CHALLENGES
- A) In the excerpt on the cybercrime treaty, where was the Convention on Cybercrime developed?
- B) Transcribe the excerpt on the cybercrime treaty, starting at "The Secretary General" and ending at "by the ITU.".

SOURCE EXCERPT
▼

As it turns out, there is a treaty on cybercrime, conveniently called The Convention on Cybercrime, developed in the Council of Europe.  Nearly all of Europe, as well as the U.S. and a number of other countries have ratified this treaty, and there other signatories.  Research from the University of Singapore has already shown that either accession to the treaty or even becoming congruent with it will reduce a country’s cybercrime rate.  While the causalities are not clearly explained in that paper, one part is obvious: the first part of the treaty is what amounts to a best practices document for governments, on how they should develop legislation.

The treaty itself is fairly involved and took many years to get as many signatures as it did.  It has to deal with diverse societies who have differing constitutional views on freedom of speech and expression, as well as on due process.

The Secretary General of the ITU and his staff, as well as a few governments, have been under the impression that the ITU could do a better job than what was done by the Council of Europe.  There is little chance of this happening, and in all likelihood, they would make matters worse, if for no other reason (and there are other reasons) that anyone who already signed the Convention would have to reconcile differences between that and whatever would be created by the ITU.

▲

Pointing dataset excerpts:
▼

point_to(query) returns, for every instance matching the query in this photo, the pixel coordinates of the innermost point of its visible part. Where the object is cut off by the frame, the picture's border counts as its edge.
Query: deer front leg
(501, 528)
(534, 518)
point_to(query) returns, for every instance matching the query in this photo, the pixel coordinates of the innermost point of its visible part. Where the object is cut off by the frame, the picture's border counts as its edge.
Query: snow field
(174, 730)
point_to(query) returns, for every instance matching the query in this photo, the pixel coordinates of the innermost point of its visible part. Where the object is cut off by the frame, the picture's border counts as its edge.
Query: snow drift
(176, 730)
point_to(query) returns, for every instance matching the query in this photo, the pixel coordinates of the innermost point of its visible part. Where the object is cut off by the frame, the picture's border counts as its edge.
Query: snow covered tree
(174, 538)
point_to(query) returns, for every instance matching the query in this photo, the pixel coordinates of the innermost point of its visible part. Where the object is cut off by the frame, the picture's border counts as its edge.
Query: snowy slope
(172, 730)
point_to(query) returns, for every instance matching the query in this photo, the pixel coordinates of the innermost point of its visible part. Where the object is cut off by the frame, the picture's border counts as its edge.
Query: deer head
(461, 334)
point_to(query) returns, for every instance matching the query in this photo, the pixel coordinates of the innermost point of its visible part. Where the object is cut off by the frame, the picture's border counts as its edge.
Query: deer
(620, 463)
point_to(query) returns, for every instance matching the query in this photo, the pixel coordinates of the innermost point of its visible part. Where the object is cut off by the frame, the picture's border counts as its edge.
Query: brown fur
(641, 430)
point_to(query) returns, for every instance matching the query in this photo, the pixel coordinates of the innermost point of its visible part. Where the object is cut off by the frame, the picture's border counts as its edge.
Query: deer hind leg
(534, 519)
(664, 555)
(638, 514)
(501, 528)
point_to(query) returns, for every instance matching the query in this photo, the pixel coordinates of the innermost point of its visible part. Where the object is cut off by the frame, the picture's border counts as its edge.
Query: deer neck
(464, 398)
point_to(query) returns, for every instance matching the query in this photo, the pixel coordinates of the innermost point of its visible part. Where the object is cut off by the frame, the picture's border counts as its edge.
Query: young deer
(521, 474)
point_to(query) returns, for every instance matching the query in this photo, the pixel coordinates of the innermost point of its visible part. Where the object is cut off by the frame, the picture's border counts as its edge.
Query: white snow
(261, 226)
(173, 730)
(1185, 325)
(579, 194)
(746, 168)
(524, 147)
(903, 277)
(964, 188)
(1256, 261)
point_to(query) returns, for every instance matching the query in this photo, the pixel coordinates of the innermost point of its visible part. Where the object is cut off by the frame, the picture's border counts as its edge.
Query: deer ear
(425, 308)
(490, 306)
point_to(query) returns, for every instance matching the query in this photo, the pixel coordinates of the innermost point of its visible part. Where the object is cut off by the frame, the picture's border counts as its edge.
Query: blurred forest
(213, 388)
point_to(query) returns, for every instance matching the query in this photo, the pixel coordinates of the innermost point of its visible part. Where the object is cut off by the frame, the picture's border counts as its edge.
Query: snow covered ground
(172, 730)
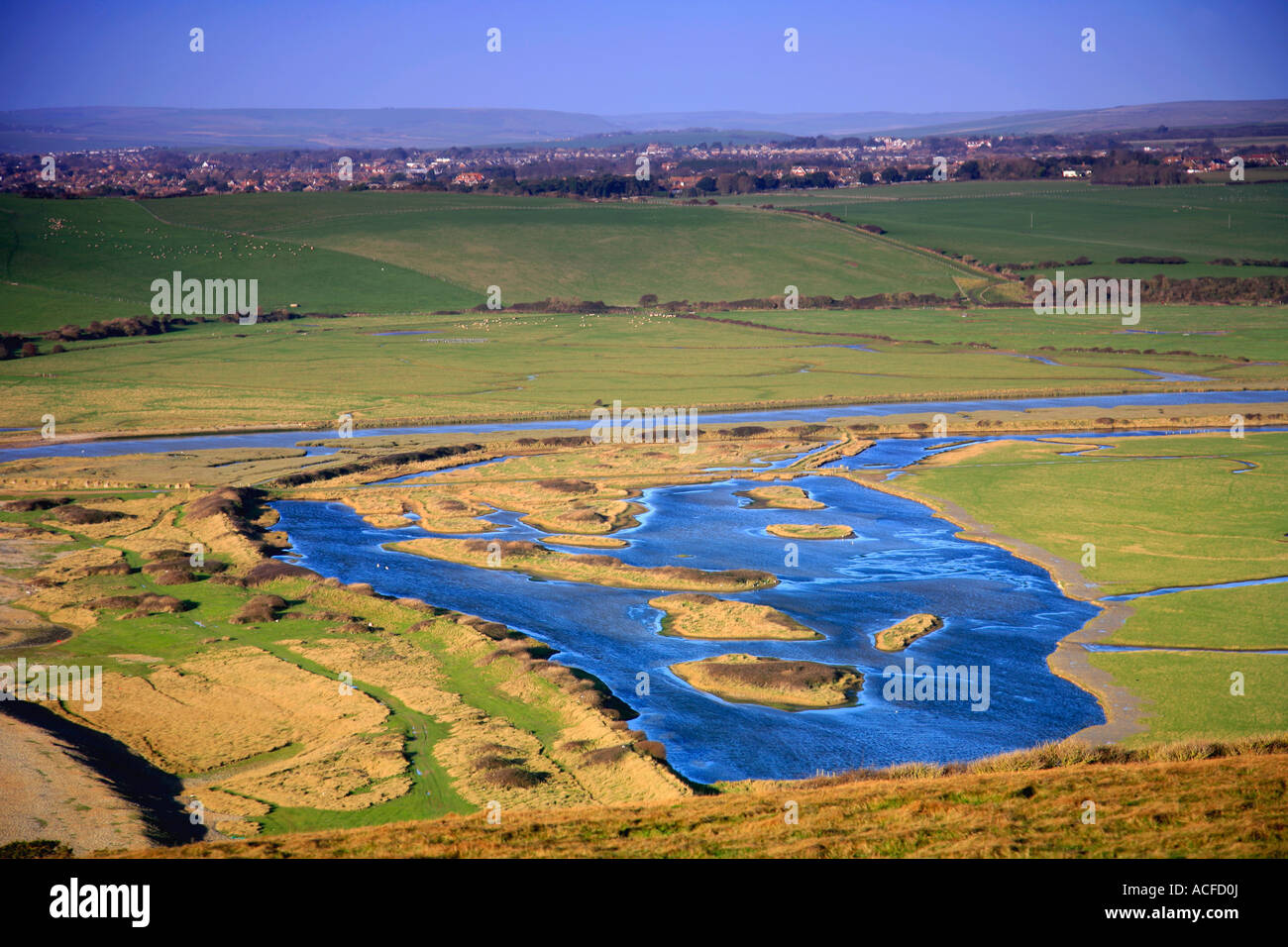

▲

PER-TASK OUTPUTS
- A) In the Council of Europe.

- B)
The Secretary General of the ITU and his staff, as well as a few governments, have been under the impression that the ITU could do a better job than what was done by the Council of Europe.  There is little chance of this happening, and in all likelihood, they would make matters worse, if for no other reason (and there are other reasons) that anyone who already signed the Convention would have to reconcile differences between that and whatever would be created by the ITU.